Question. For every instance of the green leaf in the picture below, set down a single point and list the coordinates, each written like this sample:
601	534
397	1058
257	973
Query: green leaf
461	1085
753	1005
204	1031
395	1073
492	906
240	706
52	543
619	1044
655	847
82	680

- - -

Reproduce the entries above, substituting "yellow leaf" for every occurrence of "green leaf" and leaving everything else unchanged.

FULL SOLUTION:
Question. For every instance of the yellow leaf in the picture below, set down a single point and list the coordinates, each written like this sample:
601	534
397	1058
257	973
Query: yellow leaf
461	1085
753	1005
204	1031
395	1073
492	906
240	706
52	543
619	1044
655	847
82	680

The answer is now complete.